Write out the data once more, exactly as it reads.

Records excerpted from a collection

==================================================

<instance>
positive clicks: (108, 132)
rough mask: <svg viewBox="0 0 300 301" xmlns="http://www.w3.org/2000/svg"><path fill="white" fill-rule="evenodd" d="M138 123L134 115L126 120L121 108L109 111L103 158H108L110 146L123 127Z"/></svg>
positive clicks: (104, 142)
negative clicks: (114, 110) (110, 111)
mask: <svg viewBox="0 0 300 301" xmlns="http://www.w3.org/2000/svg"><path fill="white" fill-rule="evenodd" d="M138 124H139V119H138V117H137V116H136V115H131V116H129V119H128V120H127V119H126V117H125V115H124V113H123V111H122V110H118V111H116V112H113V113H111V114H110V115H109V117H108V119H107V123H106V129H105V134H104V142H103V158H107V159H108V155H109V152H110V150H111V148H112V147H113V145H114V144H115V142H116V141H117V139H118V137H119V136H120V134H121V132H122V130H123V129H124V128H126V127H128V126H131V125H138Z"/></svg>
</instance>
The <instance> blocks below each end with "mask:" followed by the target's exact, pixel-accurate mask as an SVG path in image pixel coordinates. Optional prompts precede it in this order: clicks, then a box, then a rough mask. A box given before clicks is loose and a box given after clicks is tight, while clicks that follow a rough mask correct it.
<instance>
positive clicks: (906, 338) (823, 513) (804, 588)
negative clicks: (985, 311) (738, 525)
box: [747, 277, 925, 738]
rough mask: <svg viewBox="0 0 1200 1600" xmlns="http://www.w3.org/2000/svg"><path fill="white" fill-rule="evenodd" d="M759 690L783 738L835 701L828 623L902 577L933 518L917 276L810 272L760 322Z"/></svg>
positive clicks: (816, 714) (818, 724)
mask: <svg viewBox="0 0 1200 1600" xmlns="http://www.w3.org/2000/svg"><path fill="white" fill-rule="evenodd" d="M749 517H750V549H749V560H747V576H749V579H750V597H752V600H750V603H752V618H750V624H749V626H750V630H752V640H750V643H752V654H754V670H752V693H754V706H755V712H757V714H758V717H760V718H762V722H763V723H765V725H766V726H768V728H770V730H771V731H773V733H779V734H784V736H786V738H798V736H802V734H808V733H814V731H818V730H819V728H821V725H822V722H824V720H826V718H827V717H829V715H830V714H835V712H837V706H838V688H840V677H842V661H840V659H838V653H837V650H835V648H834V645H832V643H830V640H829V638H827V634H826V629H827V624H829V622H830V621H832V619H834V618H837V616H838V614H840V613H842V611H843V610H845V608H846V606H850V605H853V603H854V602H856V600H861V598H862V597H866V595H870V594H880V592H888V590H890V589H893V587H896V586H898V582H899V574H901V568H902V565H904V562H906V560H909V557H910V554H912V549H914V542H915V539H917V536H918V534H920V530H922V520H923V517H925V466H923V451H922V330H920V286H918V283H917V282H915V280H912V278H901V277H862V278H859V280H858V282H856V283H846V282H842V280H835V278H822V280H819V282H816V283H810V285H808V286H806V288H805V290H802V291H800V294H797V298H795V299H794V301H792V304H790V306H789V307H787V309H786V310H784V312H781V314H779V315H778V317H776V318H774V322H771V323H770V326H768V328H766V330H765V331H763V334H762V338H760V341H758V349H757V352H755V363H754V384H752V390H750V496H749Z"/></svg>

==================================================

» **THE COMPLETED TASK**:
<instance>
positive clicks: (108, 132)
rough mask: <svg viewBox="0 0 300 301" xmlns="http://www.w3.org/2000/svg"><path fill="white" fill-rule="evenodd" d="M138 123L134 115L126 120L121 108L109 111L103 158H108L110 146L123 127Z"/></svg>
positive clicks: (104, 142)
negative clicks: (114, 110) (110, 111)
mask: <svg viewBox="0 0 300 301" xmlns="http://www.w3.org/2000/svg"><path fill="white" fill-rule="evenodd" d="M138 124H139V119H138V117H137V116H136V115H131V116H129V119H128V120H127V119H126V117H125V115H124V113H123V111H122V110H118V111H116V112H113V113H111V114H110V115H109V117H108V119H107V123H106V129H105V134H104V142H103V158H107V159H108V155H109V152H110V150H111V148H112V147H113V145H114V144H115V142H116V141H117V139H118V137H119V136H120V134H121V132H122V130H123V129H124V128H126V127H128V126H131V125H138Z"/></svg>
</instance>
The <instance> blocks below each end with "mask:" followed by the target's exact, pixel-accurate mask as an SVG path in image pixel coordinates. Optional prompts precede it in this order: clicks, then a box, then a rough mask. A box given before clicks is loose and a box given after clicks is tight, while clicks that follow a rough mask correct it.
<instance>
positive clicks: (906, 338) (823, 513) (804, 588)
negative clicks: (985, 311) (738, 525)
box: [747, 277, 925, 738]
rough mask: <svg viewBox="0 0 1200 1600" xmlns="http://www.w3.org/2000/svg"><path fill="white" fill-rule="evenodd" d="M759 690L783 738L835 701L828 623L902 577L933 518L917 276L810 272L760 322Z"/></svg>
positive clicks: (816, 714) (818, 724)
mask: <svg viewBox="0 0 1200 1600" xmlns="http://www.w3.org/2000/svg"><path fill="white" fill-rule="evenodd" d="M749 517H750V549H749V560H747V576H749V579H750V597H752V600H750V603H752V618H750V624H749V626H750V630H752V640H750V643H752V654H754V670H752V693H754V706H755V712H757V714H758V717H760V718H762V722H763V723H765V725H766V726H768V728H770V730H771V731H773V733H779V734H784V736H786V738H798V736H802V734H808V733H814V731H818V730H819V728H821V725H822V722H824V720H826V718H827V717H829V715H830V714H835V712H837V706H838V688H840V677H842V661H840V659H838V653H837V650H835V648H834V645H832V643H830V640H829V638H827V634H826V629H827V624H829V622H830V621H832V619H834V618H837V616H838V614H840V613H842V611H843V610H845V608H846V606H850V605H853V603H854V602H856V600H861V598H862V597H866V595H870V594H880V592H888V590H890V589H893V587H896V586H898V582H899V574H901V568H902V565H904V562H906V560H909V557H910V554H912V549H914V542H915V539H917V536H918V534H920V530H922V520H923V517H925V466H923V451H922V330H920V286H918V283H917V282H915V280H912V278H901V277H862V278H859V280H858V282H856V283H846V282H842V280H835V278H822V280H819V282H816V283H810V285H808V286H806V288H805V290H802V291H800V294H797V298H795V299H794V301H792V304H790V306H789V307H787V309H786V310H784V312H781V314H779V315H778V317H776V318H774V322H771V323H770V326H768V328H766V330H765V331H763V334H762V338H760V341H758V349H757V352H755V363H754V384H752V390H750V496H749Z"/></svg>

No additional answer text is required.